At 3pm in Monaco it that the deluge had started. Rain was pouring over the principality which resulted in pushing back the race. The race was tried behind the safety car but everyone was quickly sent back to the pit lane as the rain was just getting worst. Fans behind TVs and on the grandstands all feared a remake of the Spa Francorchamps Grand Prix last year.

At least the fans were kept entertained by the team’s social media. After nearly a delay of an hour the stewards gave a 10 minute warning and everyone got suited up and back in the cars. The race was restarted behind the safety car and it was a flying start, with Charles Leclerc setting the pace for everyone.

Every driver started on the extreme wet tyre as demanded by the stewards but the track soon dried out and pit stops soon started. Drivers were desperate to get into intermediate tyres but not if you are Carlos Sainz Jr. The Spaniard made the judgement call to go straight for the slicks. Did it pay off? Hard to tell.

Drama on the Ferrari pit wall

This race played out on strategy (and coordination). Ferrari gave confusing messages to Charles telling him to come in but suddenly to stay out. Unfortunately the Monegasque driver was already in the pits and could not reverse out. This resulted in the two Ferrari drivers straight in after the other. It lead Charles to come out back out behind his teammate. You could hear the frustration over the team radio.

Red Bull had brought in Sergio Perez at the right time that would undercut the prancing horse team. Unable to get past his teammate due to the tight nature of the circuit, Leclerc had to settle for P4. During the post race interviews Leclerc said that his team should not be making such mistakes. Disappointment at Ferrari.

Photo by Clive Mason – Formula 1/Formula 1 via Getty Images

A bad day for HAAS

A bad for the American team that’s for sure. After all this drama you would think that the race would carry on smoothly. That was not the case. The race came to a crashing halt as Mick Schumacher’s car hit the wall at the swimming pool chicane and spun until it hit a tyre wall where the car split in half. Luckily the German driver got out of his car with no further consequences than a damaged car.

■ Prompt 1:
In the Monaco race report, type out the passage between "Drama on the" and "the team radio.", inclusive.
■ Prompt 2:
Decide whether each statement below agrees with the Monaco race report. Answer yes or no for each, and quote the words from the report that settle it.
(a) Every driver began the race on intermediate tyres.
(b) Leclerc finished the race in P4.
(c) Mick Schumacher's car hit the wall at the swimming pool chicane.

■ Recorded data:
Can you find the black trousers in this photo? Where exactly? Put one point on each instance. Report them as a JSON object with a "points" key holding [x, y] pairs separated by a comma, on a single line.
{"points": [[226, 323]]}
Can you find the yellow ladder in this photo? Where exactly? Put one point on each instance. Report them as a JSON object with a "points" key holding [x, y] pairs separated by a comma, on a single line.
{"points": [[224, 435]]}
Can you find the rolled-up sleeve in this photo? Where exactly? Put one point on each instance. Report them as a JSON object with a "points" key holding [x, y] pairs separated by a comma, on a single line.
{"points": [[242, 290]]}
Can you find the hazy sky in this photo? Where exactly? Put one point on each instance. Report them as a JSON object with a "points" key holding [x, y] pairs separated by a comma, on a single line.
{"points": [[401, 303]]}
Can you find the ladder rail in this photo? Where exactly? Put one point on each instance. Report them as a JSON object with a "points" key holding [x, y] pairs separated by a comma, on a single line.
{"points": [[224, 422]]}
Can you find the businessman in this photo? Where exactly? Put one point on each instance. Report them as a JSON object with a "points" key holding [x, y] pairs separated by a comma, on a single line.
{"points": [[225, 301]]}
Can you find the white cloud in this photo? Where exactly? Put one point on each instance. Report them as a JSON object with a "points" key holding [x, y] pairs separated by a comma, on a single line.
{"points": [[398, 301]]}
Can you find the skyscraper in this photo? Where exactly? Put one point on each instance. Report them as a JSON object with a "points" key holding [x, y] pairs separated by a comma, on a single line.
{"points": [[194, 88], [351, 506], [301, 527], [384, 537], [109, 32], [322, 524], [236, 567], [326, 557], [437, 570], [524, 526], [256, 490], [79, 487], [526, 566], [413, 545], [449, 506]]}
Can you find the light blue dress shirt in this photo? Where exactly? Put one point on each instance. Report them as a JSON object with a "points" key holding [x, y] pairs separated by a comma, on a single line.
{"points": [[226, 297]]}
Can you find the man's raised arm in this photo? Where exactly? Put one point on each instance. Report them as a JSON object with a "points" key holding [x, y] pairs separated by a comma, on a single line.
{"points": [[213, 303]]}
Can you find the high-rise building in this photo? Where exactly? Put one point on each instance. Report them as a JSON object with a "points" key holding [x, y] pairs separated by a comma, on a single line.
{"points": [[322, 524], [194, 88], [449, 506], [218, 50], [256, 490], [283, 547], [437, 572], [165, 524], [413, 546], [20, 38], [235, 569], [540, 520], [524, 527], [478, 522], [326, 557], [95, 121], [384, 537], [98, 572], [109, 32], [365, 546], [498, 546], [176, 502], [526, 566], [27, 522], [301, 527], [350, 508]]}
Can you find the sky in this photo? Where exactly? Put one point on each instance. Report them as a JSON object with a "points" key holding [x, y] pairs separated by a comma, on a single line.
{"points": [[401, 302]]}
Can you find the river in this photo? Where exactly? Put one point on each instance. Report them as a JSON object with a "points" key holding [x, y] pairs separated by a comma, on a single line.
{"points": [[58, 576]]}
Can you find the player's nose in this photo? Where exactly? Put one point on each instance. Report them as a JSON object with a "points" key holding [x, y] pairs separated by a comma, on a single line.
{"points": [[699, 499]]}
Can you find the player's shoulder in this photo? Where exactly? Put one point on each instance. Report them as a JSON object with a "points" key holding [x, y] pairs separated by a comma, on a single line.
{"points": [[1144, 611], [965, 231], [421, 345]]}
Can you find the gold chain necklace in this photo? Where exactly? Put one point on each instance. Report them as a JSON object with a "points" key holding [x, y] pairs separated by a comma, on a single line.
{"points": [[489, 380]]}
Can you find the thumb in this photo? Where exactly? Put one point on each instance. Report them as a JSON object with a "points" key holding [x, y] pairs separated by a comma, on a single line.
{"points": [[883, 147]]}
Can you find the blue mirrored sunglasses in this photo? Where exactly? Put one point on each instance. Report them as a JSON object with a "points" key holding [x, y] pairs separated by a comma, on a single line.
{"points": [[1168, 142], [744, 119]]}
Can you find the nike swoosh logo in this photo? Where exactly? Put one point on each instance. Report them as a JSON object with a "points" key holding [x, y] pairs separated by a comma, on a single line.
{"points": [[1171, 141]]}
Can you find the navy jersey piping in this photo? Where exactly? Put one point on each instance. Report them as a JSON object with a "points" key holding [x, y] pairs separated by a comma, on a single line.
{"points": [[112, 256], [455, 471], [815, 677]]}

■ Full solution 1:
Drama on the Ferrari pit wall

This race played out on strategy (and coordination). Ferrari gave confusing messages to Charles telling him to come in but suddenly to stay out. Unfortunately the Monegasque driver was already in the pits and could not reverse out. This resulted in the two Ferrari drivers straight in after the other. It lead Charles to come out back out behind his teammate. You could hear the frustration over the team radio.

■ Full solution 2:
(a) No: "Every driver started on the extreme wet tyre as demanded by the stewards"
(b) Yes: "Leclerc had to settle for P4"
(c) Yes: "Mick Schumacher’s car hit the wall at the swimming pool chicane"